**Work instruction:** Print all the records below, word for word and in full.

------ Extracted records

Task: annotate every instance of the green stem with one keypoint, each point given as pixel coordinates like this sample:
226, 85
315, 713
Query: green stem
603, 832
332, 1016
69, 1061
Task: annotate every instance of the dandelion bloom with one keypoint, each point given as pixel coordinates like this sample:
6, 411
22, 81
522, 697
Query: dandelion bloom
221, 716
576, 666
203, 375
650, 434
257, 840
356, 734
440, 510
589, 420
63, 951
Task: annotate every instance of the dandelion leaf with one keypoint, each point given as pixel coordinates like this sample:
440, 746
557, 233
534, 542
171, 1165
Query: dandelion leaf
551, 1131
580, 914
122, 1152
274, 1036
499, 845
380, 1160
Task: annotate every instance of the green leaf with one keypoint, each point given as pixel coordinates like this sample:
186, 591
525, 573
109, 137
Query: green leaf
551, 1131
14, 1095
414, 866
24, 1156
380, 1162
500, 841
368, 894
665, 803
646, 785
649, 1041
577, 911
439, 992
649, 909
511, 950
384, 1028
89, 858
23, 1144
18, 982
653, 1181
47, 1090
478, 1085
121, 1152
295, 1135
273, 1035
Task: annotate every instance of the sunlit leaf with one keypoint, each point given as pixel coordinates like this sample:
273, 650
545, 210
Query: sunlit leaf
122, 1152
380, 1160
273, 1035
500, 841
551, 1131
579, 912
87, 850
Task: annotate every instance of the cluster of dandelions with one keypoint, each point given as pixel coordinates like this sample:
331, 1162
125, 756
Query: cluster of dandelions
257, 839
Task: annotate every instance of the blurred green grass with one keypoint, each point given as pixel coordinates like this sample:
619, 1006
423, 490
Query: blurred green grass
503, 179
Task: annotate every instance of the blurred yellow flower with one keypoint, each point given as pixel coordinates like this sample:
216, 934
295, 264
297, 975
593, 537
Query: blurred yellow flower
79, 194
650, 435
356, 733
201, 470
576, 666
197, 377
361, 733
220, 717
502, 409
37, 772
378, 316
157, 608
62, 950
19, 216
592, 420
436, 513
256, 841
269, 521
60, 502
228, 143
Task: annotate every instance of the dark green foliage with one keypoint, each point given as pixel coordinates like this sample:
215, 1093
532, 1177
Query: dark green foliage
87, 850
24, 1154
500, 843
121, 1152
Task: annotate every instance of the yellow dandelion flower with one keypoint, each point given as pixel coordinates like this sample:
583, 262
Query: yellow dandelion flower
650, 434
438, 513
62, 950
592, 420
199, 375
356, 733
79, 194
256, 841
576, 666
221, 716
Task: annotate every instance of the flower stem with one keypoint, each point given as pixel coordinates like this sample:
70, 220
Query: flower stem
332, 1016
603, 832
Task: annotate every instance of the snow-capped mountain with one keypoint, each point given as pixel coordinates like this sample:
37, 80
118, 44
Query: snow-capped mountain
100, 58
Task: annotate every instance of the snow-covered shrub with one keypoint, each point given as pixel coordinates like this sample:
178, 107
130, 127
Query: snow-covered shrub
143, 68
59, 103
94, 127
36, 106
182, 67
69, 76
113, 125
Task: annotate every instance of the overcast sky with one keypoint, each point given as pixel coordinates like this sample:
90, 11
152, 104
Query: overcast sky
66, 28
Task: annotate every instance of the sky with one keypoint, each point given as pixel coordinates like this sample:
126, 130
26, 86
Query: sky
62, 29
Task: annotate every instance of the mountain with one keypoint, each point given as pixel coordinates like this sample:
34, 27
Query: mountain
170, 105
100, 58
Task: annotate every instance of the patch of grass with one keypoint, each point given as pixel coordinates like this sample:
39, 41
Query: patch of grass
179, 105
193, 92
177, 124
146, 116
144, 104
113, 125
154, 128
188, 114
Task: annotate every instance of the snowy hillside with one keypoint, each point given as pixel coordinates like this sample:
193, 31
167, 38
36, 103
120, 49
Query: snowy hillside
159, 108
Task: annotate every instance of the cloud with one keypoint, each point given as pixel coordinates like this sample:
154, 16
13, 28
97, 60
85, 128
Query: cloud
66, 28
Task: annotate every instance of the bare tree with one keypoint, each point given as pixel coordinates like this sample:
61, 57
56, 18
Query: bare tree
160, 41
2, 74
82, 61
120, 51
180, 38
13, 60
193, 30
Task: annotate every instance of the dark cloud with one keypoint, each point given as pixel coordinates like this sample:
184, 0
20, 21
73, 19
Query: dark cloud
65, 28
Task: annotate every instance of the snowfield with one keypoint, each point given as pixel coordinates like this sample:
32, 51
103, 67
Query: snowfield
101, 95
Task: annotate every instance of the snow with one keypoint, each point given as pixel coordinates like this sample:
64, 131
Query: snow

------------

**Result of this exercise:**
Task: annotate every instance of the green stem with one keypoint, each point given as pixel coordinates like this sample:
226, 85
315, 713
Query: green stem
603, 832
332, 1016
69, 1061
Task: annotate every instance of the dandelion bloom with one keypoint, each point given as pixel coordinates like this sample:
6, 411
22, 81
522, 697
Query: dandelion bloom
221, 716
576, 666
203, 375
650, 434
257, 840
356, 734
440, 510
589, 420
63, 951
Task: annotate every instance of the dandelion leaf with one keypoint, each point given as pixel coordinates like this sample:
440, 746
557, 233
534, 542
171, 1165
Query: dandelion leaf
551, 1131
580, 914
122, 1152
274, 1036
499, 845
380, 1160
Task: annotate every instance of the green leaf with one keypoint, each point given as pixel coordinates like this sample:
186, 591
525, 573
109, 137
Query: green leaf
551, 1131
14, 1095
414, 866
24, 1156
380, 1162
500, 841
368, 894
665, 803
646, 785
649, 1041
577, 911
439, 992
649, 909
511, 950
384, 1028
89, 858
23, 1144
18, 982
653, 1181
47, 1090
478, 1085
121, 1152
295, 1135
273, 1035
Task: annotate every instance of the sunlit leaf with one keypoint, each point given as pixel coordinates like this sample:
273, 650
545, 210
Query: sunlit leaf
122, 1152
380, 1160
273, 1035
500, 841
551, 1131
579, 912
87, 850
Task: annotate every instance of the cluster of dandelions with one keypoint, each point given as pixel coordinates like this sample:
331, 1162
125, 756
Query: cluster of dandelions
257, 839
Task: annotate every instance of the blurred green grass with one keypoint, each point given as pixel coordinates like this sample:
619, 1006
423, 490
Query: blurred green grass
503, 179
Task: annotate every instance of the blurred yellow flower with one keypoint, each point given as pixel coordinates like this sample:
216, 934
295, 264
297, 975
593, 537
Query: blurred yellow flower
79, 194
650, 435
356, 733
201, 470
576, 666
197, 377
361, 733
220, 717
502, 409
37, 772
378, 316
157, 608
62, 950
19, 216
592, 420
436, 513
256, 841
269, 521
60, 502
228, 143
Task: annotate every instance of the dark green foliage with one keypoint, each point given as pixel coordinates like this sample:
215, 1093
532, 1177
Query: dark green foliage
87, 850
24, 1154
500, 843
121, 1152
Task: annotate every instance of the yellow dandelion flower with one keypoint, each point given as pixel coordinates like this sample:
583, 262
Query: yellow dandelion flower
650, 434
438, 513
62, 950
592, 420
199, 375
356, 733
79, 194
256, 841
576, 666
221, 716
Task: annotate every instance of the flower stem with one keypoint, each point given as pixel coordinates like this sample:
70, 220
Query: flower stem
332, 1016
603, 832
Task: annotate every instance of the snow-capped mountain with one keypoint, each point given as pixel coordinates like this sample:
37, 80
118, 44
Query: snow-capped mountain
100, 58
Task: annotate every instance of the snow-covered shrub with one keypoint, each point given as pixel coordinates like this sample:
178, 107
130, 127
Query: snow-covered shrub
143, 68
59, 103
94, 127
36, 106
182, 67
69, 76
113, 125
Task: annotate every instance of the overcast sky with one keypoint, each point given as pixel coordinates like this sample:
90, 11
152, 104
Query: overcast sky
66, 28
Task: annotate every instance of the sky with one keypoint, each point given as pixel coordinates like this sample:
126, 130
26, 86
Query: sky
62, 29
Task: annotate every instance of the mountain with one keypoint, each point given as pixel coordinates like this sample:
34, 27
Query: mountain
170, 105
100, 58
Task: annotate every instance of the patch of grass with one keypoint, each point given as pixel coordinates like this sample:
39, 41
Query: patch of grass
179, 105
193, 92
177, 124
146, 116
144, 104
113, 125
154, 128
188, 114
Task: annotate every instance of the snowy hillside with one keypoint, each point given as pixel coordinates like this sample:
193, 31
167, 38
36, 103
120, 49
Query: snowy hillside
159, 108
Task: annotate every instance of the cloud with one keypoint, each point given as pixel coordinates like this sample:
154, 16
13, 28
97, 60
85, 128
Query: cloud
66, 28
Task: annotate every instance of the bare tree with one keypoint, each point given as pixel coordinates like this sample:
61, 57
56, 18
Query: bare tree
160, 41
2, 74
82, 61
120, 51
180, 38
13, 60
193, 30
Task: annotate every instance of the dark cloud with one keypoint, each point given as pixel coordinates like this sample:
184, 0
20, 21
73, 19
Query: dark cloud
65, 28
Task: annotate every instance of the snowfield with one keypoint, each point given as pixel coordinates like this sample:
32, 51
103, 67
Query: snowfield
101, 95
Task: annotate every instance of the snow with one keypoint, each point given as pixel coordinates like this sample:
64, 131
Query: snow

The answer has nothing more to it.